*Job:* Reproduce the lines below, substituting "Follow this format" for every occurrence of "Match this form" and leaving everything else as it is.

— start of Records shown —

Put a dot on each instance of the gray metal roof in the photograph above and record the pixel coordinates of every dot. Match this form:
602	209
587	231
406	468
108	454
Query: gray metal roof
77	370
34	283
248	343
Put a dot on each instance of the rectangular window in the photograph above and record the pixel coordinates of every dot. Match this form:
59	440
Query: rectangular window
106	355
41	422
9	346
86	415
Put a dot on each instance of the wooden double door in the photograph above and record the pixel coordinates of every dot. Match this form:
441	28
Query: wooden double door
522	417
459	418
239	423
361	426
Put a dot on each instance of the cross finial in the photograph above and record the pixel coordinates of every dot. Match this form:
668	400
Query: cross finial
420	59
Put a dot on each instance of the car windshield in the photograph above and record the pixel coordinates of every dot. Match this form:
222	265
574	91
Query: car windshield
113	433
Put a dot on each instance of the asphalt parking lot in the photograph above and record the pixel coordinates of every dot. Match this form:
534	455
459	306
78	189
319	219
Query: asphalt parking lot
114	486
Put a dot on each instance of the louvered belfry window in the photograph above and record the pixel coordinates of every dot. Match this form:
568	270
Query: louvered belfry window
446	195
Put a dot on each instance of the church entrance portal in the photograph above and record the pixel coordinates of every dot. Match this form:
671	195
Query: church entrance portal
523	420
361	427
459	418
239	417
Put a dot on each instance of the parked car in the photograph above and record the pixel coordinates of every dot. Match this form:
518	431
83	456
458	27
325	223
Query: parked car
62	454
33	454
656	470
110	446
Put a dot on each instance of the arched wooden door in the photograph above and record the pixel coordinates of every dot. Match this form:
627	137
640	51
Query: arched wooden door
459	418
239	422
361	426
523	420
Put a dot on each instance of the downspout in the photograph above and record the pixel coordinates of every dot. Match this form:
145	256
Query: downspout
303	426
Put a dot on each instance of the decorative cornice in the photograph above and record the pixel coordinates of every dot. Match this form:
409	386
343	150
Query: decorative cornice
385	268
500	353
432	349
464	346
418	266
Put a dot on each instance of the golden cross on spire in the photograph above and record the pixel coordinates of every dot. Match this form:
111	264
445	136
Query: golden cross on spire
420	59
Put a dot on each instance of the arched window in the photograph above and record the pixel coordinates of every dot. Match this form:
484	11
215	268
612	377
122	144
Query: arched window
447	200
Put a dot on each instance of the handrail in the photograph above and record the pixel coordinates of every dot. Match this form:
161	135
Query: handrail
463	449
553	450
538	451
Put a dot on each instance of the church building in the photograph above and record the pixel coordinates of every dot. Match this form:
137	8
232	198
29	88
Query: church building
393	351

— end of Records shown —

*Exercise output:*
Put a dot on each instance of the gray metal roof in the photograph above and record the pixel coordinates of every dot. Follow this format:
602	209
587	231
406	468
108	454
Query: gray metal roof
77	370
34	283
248	343
Put a dot on each instance of the rectangular window in the photograph above and record the pixel coordinates of every dot. Follow this format:
59	440
Query: rectangular window
106	355
41	422
9	346
86	415
Put a dot on each instance of the wooden double door in the photograph above and record the pixel coordinates of every dot. Follow this format:
441	28
Query: wooden double door
522	417
459	418
239	423
361	426
Put a dot on each instance of the cross finial in the photograph above and record the pixel coordinates of every dot. Follow this format:
668	400
Query: cross finial
420	59
Put a dot on each instance of the car windshield in the photograph above and record the pixel coordinates of every dot. Follow this format:
222	265
574	91
Query: car windshield
113	433
Put a dot on each instance of the asphalt parking lot in the photograph above and record the pixel coordinates of every dot. Follow this format:
534	455
459	306
78	189
319	219
Query: asphalt parking lot
114	486
Put a dot on each instance of the louvered belfry window in the photograph above and record the pixel coordinates of every dot. Follow this format:
568	270
Query: louvered belfry window
446	195
Put a dot on each instance of the church entrance portal in the photograph above and record the pixel coordinates of every dot. Follow this format:
671	195
Query: church entrance portal
523	420
361	427
459	418
239	417
Put a dot on each instance of the parked car in the photograph above and record the pixel coordinates of every dot. Follow this format:
518	431
83	456
458	27
325	223
Query: parked car
62	454
33	454
656	470
110	446
Put a dot on each instance of the arched wooden door in the photograph above and record the pixel coordinates of every dot. Follow this format:
627	137
640	51
Query: arched wooden door
459	418
239	422
361	426
523	420
Put a dot on each instance of the downspout in the photograph above and record the pixel coordinates of every dot. Follow this format:
145	256
Query: downspout
303	426
Put a dot on each instance of the decorative cornice in the photograph above and record the pixel coordinates of every dot. Follow this format:
409	386
343	150
Query: decorative cornice
385	268
500	353
432	349
464	346
418	266
Put a dot on each instance of the golden cross on spire in the photograph above and record the pixel coordinates of every dot. Follow this format:
111	264
445	136
Query: golden cross on spire
420	59
Put a dot on each instance of the arched window in the photograph above and record the pixel coordinates of every dot. Follow this format:
484	11
215	268
612	377
122	144
Query: arched window
447	200
Put a dot on each instance of the handrail in the photograph above and record the pixel coordinates of every dot. Follow this format:
161	135
Query: handrail
463	449
553	450
538	451
Put a dot on each instance of the church building in the photograph above and record the pixel coordinates of every dot. Follow this format:
137	8
232	198
29	88
Query: church building
393	351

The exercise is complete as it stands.